▶ Supplied passage
┄┄┄┄┄┄┄┄┄┄┄┄┄┄┄┄┄┄┄┄
Thanks again for the cool comments. 
I will prob do that. We catch and see a lot of things we don't know what they are. I'm going to start taking more pics of the weird things we see. Thanks Brett


----------



## broadonrod (Feb 26, 2010)

GOMcatcher said:


> That fish looks like a wenchman.
> If they tend to be more pink ans they get larger they are a wenchman.
> Hope this helps.


It does look a lot like the wenchman ,still not sure. We see these things pretty regular and several of them are pink but always around the same size. I have a picture from a few years back of the silver and pink laying together. Il see if I can find it.. Thanks Brett


----------



## broadonrod (Feb 26, 2010)

TeamJefe said:


> What kind of hooks are you using on the tilefish rigs? I located a colony of good sized tilefish this past weekend but was only catching them one at a time. It sure would be nice to load up quickly and get back to marlin fishing. I was wondering if I was using too small of hook or maybe I should switch to a j-hook(if thats legal). Also caught some good barrelfish and a few of those little unidentified ones.
┄┄┄┄┄┄┄┄┄┄┄┄┄┄┄┄┄┄┄┄
▶ Stored records
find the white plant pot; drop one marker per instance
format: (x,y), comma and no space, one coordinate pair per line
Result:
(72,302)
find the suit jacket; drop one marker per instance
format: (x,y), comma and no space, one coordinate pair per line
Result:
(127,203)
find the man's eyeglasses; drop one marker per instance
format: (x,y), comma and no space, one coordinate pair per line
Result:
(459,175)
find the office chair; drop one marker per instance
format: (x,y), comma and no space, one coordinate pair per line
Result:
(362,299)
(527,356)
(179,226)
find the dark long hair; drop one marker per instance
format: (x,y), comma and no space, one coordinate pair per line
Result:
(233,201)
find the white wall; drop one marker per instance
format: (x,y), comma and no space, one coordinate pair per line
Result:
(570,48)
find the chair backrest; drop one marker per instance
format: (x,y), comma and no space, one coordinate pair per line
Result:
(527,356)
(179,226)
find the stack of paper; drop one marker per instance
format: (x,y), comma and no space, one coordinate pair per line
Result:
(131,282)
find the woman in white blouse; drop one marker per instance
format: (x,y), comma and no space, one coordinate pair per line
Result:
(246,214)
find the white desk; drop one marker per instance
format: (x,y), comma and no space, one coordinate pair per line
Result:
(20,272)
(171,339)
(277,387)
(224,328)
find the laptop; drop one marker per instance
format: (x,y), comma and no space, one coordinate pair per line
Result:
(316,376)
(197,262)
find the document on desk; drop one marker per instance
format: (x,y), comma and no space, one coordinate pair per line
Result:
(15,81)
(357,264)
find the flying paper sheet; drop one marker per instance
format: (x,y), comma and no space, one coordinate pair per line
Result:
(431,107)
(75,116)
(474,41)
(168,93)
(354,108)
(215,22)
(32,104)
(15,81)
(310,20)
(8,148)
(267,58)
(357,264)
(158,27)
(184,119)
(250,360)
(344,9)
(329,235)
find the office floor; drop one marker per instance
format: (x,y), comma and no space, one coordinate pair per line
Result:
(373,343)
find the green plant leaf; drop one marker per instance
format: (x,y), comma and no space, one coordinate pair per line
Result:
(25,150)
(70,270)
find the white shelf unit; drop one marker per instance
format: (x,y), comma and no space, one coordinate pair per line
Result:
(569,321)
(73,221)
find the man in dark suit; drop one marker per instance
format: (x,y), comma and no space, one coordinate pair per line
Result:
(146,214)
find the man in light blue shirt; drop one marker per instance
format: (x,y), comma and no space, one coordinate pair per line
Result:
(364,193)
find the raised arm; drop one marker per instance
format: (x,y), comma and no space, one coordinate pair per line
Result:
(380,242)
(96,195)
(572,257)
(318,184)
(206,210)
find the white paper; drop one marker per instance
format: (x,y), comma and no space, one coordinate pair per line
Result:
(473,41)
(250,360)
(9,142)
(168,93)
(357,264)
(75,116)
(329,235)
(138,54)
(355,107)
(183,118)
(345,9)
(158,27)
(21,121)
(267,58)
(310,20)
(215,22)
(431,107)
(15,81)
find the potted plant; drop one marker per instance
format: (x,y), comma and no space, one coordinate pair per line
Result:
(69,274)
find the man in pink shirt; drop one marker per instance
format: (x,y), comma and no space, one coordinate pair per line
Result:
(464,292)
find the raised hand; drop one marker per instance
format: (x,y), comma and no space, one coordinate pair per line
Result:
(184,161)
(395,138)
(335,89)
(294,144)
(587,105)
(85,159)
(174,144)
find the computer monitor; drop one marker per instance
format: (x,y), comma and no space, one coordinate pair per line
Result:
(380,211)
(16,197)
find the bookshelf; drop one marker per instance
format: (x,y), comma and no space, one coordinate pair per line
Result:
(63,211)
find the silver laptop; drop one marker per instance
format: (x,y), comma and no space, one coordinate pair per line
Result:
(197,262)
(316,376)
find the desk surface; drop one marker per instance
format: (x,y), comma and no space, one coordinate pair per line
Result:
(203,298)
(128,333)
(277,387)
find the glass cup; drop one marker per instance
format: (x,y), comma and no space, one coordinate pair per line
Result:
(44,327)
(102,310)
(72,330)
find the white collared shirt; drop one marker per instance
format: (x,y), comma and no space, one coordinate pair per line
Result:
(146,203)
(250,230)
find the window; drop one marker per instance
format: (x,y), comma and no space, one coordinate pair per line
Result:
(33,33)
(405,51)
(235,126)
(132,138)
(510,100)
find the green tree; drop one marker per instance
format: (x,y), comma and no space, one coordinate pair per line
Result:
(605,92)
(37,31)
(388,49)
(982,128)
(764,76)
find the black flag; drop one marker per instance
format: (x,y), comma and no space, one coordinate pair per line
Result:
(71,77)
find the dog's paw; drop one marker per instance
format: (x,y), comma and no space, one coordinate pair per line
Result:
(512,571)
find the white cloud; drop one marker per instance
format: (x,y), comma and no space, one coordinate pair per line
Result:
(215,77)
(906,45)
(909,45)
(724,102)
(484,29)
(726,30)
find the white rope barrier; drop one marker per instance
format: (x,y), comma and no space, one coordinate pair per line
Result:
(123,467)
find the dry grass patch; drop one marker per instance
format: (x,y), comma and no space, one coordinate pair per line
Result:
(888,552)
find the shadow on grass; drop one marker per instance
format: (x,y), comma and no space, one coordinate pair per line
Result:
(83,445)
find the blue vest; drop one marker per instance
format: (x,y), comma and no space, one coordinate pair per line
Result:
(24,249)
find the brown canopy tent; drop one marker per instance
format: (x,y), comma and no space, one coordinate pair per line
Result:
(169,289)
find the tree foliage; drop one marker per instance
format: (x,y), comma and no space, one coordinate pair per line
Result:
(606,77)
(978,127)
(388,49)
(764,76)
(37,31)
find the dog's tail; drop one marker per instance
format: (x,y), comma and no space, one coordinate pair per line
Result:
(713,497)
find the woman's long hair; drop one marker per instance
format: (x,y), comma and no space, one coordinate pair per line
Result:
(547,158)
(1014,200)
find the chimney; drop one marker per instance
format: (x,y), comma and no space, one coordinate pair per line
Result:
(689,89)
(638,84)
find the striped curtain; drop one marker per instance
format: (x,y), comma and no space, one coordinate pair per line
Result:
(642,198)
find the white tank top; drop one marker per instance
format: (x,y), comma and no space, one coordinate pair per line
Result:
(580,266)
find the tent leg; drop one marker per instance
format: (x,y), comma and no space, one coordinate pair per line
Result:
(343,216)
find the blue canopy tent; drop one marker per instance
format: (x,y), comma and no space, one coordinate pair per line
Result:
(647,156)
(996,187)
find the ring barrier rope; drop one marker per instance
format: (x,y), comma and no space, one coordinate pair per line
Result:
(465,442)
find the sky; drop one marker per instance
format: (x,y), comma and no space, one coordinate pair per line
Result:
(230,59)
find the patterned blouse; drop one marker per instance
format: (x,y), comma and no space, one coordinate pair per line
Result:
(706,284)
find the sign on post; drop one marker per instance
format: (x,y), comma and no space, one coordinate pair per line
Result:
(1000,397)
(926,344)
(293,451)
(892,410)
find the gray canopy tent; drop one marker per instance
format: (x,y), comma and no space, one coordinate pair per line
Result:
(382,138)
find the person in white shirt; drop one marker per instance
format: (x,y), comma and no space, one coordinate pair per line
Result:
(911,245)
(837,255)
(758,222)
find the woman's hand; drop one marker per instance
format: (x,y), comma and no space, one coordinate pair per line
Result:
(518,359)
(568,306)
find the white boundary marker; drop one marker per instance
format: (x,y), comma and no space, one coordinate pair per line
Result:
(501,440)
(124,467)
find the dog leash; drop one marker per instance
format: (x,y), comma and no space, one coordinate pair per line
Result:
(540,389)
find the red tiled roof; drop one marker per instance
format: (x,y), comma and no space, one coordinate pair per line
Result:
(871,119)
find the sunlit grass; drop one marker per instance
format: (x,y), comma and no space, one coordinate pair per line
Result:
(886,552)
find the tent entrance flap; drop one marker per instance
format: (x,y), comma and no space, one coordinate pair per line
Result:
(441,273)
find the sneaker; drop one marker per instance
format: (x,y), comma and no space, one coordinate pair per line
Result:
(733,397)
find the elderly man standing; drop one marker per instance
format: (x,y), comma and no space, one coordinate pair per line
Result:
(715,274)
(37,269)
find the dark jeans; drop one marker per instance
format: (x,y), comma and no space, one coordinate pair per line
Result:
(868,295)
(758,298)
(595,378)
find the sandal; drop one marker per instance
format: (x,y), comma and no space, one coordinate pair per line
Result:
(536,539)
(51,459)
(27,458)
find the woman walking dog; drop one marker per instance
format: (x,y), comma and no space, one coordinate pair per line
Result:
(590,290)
┄┄┄┄┄┄┄┄┄┄┄┄┄┄┄┄┄┄┄┄
▶ Job A
Answer these questions from the fishing forum thread:
(i) What fish does GOMcatcher say the fish looks like?
(ii) What picture does broadonrod say he has from a few years back?
(iii) What kind of fish did TeamJefe locate a colony of this past weekend?
▶ Job B
From the fishing forum thread, copy the portion starting at "It does look" and ending at "little unidentified ones.".

▶ Expected output A
(i) A wenchman.
(ii) A picture of the silver and pink laying together.
(iii) Good sized tilefish.

▶ Expected output B
It does look a lot like the wenchman ,still not sure. We see these things pretty regular and several of them are pink but always around the same size. I have a picture from a few years back of the silver and pink laying together. Il see if I can find it.. Thanks Brett


----------



## broadonrod (Feb 26, 2010)

TeamJefe said:


> What kind of hooks are you using on the tilefish rigs? I located a colony of good sized tilefish this past weekend but was only catching them one at a time. It sure would be nice to load up quickly and get back to marlin fishing. I was wondering if I was using too small of hook or maybe I should switch to a j-hook(if thats legal). Also caught some good barrelfish and a few of those little unidentified ones.